▸ **Your assignment**: Lines from the top of the entries down to the line with "Tag one point on each instance of the shrub" must be set down exactly as they stand, with both ends retained.

###

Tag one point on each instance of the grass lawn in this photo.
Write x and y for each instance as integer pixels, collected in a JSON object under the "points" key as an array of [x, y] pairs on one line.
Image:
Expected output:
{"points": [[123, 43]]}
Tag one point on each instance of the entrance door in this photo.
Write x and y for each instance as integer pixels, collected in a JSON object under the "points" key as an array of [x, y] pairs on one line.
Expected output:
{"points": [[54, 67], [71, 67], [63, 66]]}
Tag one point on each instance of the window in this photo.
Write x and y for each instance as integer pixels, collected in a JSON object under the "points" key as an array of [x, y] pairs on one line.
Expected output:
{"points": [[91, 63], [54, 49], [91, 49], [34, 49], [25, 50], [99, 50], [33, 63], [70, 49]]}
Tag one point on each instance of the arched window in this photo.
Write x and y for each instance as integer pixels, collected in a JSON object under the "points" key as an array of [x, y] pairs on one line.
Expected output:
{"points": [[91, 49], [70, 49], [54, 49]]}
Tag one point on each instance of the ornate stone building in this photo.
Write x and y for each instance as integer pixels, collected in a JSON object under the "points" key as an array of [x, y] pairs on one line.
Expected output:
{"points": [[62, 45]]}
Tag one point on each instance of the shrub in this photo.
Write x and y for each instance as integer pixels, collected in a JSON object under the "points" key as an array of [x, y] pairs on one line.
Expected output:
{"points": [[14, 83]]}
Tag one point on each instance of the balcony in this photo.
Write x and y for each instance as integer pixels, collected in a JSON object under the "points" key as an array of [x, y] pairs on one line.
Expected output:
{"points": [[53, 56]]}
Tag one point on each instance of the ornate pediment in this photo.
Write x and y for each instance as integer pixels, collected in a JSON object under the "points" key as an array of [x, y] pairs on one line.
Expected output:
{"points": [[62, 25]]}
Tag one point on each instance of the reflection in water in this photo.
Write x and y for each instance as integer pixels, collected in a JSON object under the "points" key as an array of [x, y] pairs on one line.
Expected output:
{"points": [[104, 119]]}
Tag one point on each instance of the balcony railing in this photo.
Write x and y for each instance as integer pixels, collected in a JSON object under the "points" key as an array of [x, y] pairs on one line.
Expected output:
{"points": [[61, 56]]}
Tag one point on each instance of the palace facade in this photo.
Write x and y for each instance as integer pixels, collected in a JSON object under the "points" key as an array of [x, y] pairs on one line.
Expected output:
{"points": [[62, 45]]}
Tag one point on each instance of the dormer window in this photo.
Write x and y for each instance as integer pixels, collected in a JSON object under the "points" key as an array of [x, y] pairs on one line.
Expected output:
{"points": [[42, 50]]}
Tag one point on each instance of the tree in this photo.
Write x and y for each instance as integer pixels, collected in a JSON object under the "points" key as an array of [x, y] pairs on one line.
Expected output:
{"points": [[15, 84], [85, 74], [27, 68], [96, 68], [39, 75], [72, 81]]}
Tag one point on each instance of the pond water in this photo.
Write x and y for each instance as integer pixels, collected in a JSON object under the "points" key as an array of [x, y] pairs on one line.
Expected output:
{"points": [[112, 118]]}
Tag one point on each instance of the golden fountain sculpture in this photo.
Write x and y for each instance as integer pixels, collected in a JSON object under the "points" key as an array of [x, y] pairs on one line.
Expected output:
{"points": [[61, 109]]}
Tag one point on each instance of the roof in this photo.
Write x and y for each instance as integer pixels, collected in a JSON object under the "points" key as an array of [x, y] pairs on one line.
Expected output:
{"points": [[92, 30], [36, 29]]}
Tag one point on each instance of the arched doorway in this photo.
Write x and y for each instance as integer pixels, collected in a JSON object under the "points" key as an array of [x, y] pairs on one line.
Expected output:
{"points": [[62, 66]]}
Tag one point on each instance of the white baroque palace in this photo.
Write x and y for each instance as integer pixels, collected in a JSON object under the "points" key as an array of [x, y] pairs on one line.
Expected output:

###

▸ **Problem solution**:
Tag one point on each instance of the grass lawn in this photo.
Write x and y for each instance as integer pixels, collected in a JSON object under the "points" key as an array of [x, y] pairs on one line.
Image:
Expected output:
{"points": [[123, 43]]}
Tag one point on each instance of the entrance door in this photo.
Write x and y for each instance as integer pixels, collected in a JSON object under the "points" key as an array of [x, y] pairs on one line.
Expected output:
{"points": [[54, 67], [71, 67], [63, 66]]}
Tag one point on each instance of the window in this photo.
Write x and y for each instance as integer pixels, collected in a JSON object under the "points" key as an array of [x, y] pairs on one line.
Expected output:
{"points": [[91, 63], [54, 49], [91, 49], [34, 49], [25, 50], [99, 50], [33, 63], [70, 49]]}
Tag one point on each instance of the arched window in this photo.
Write x and y for each instance as integer pixels, collected in a JSON object under the "points" key as an array of [x, y] pairs on one line.
Expected output:
{"points": [[91, 49], [70, 49], [54, 49]]}
Tag one point on each instance of the ornate stone building in this photo.
Write x and y for each instance as integer pixels, collected in a JSON object under the "points" key as an array of [x, y] pairs on one line.
Expected output:
{"points": [[62, 45]]}
Tag one point on each instance of the shrub in this photo.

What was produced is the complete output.